But that doesn't seem to chime with the other evidence. Experts who worked on the WHO's China joint mission report could not recall any incidents of child-to-adult transmission.
A separate study by the Dutch National Institute for Public Health and the Environment, which collated information from GP surgeries and testing centres across the Netherlands, also couldn't find a single example of a child infecting another patient, not even elderly relatives with underlying health conditions, and concluded that "children play a small role in the spread of the novel coronavirus".
If nothing else, that suggests there may be little scientific basis to keeping children away from their grandparents until June, the latest timeline laid down on Friday.
In France, a study of the early Alps cluster also came to the same conclusion. One child even failed to pass on his infection to a single other person despite having more than 170 close contacts in three separate schools.
Again the conclusion was that, because the virus is so mild in children, they're less able to transmit it.
Australian research likewise found that Covid-19 had reached only 15 of the 3,000 schools in New South Wales. Doctors were surprised because of the known role of children as "superspreaders" of other diseases such as flu. It suggested children could be "dead ends" for the virus. They catch it, but don't spread it to anyone else. So why keep them locked up at all?
Most attention last week was given to a review of 78 available studies by the UK's Royal College of Paediatrics and Child Health - which again found no evidence whatsoever of transmission from a child under 10 to anyone else.
One of the authors of that report has denied that this means children cannot transmit the disease, pointing out that an absence of evidence is not evidence in itself.
Nonetheless, many epidemiologists are coming to the view that the spread of the virus is best managed with schools remaining open rather than closed, as long as social distancing and hand-washing remain in place.
Of course, there are other considerations besides the narrow question of whether children can transmit Covid-19. That includes a worry that reopening schools would increase the numbers of adults travelling to and fro outside the home, who may then interact. But there are known risks from keeping them closed, too.

Items listed in a dataset:
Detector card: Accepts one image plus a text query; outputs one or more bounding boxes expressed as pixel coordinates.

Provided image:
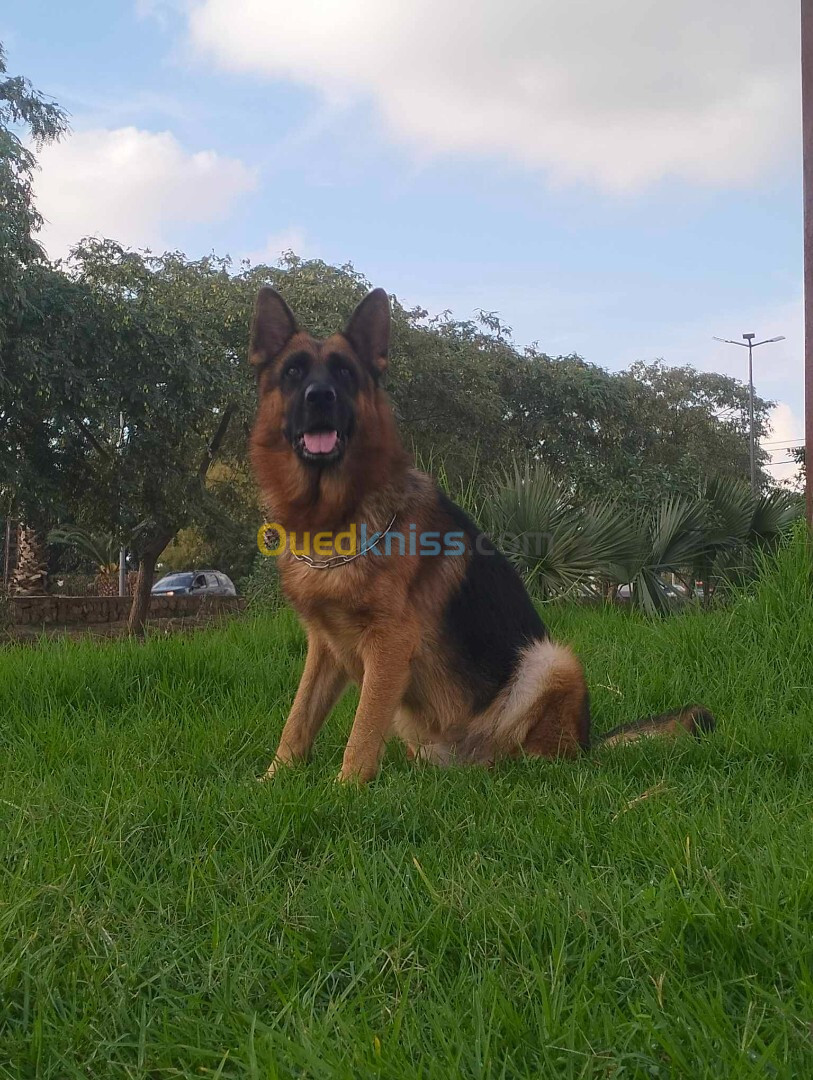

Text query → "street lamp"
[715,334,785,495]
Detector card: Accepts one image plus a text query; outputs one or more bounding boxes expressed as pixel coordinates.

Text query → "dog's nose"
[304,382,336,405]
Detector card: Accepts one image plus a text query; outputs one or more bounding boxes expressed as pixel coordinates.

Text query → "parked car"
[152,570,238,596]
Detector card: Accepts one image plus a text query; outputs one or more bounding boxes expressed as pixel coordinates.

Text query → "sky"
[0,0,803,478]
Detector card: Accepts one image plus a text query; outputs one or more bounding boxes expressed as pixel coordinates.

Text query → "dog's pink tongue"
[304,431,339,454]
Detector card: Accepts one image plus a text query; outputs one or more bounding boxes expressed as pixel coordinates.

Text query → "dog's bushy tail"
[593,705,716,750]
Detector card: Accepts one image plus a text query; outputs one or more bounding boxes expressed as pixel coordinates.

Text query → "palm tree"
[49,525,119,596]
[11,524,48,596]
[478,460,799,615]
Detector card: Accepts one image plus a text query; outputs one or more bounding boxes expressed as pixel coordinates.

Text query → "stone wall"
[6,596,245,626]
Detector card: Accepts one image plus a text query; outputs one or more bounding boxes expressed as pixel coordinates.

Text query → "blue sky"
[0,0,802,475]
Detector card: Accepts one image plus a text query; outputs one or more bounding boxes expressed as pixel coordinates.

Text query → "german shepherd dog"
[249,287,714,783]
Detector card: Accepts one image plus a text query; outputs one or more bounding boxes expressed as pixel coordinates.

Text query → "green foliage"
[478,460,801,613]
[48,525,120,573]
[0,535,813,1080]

Exercise instructions: Pick up the article on children and Covid-19 transmission right after its last sentence, "But there are known risks from keeping them closed, too."

Your response:
One study by Indian paediatricians repeated the warning that "the most significant threat to global child health... is unlikely to be related to Covid-19, but rather the socio-economic consequences of a prolonged pandemic".
That matters hugely, too.
Even if it's not considered right yet to reopen schools, surely there's no basis anymore to stop younger children mixing with one another?
Yet another study of more than 9,000 subjects, this time from Iceland, one of the best countries in the world at containing Covid-19, determined that young children were largely unaffected, and that "going to school and playing outside is therefore possible", while continuing to advise no contact "between parents".
On what basis have creches been pencilled in as the last to reopen - and even then only a limited basis? Parents need childcare to return to work.
The conversation is moving fast elsewhere, but Ireland seems to be lagging behind the science. The most recent letter from the Department of Education and Skills to principals and teachers is dated March 25, and continues to stress the need to "convey to students the absolute need to practise social distancing, and to minimise physical contact with each other, to help avoid the spread of Covid-19".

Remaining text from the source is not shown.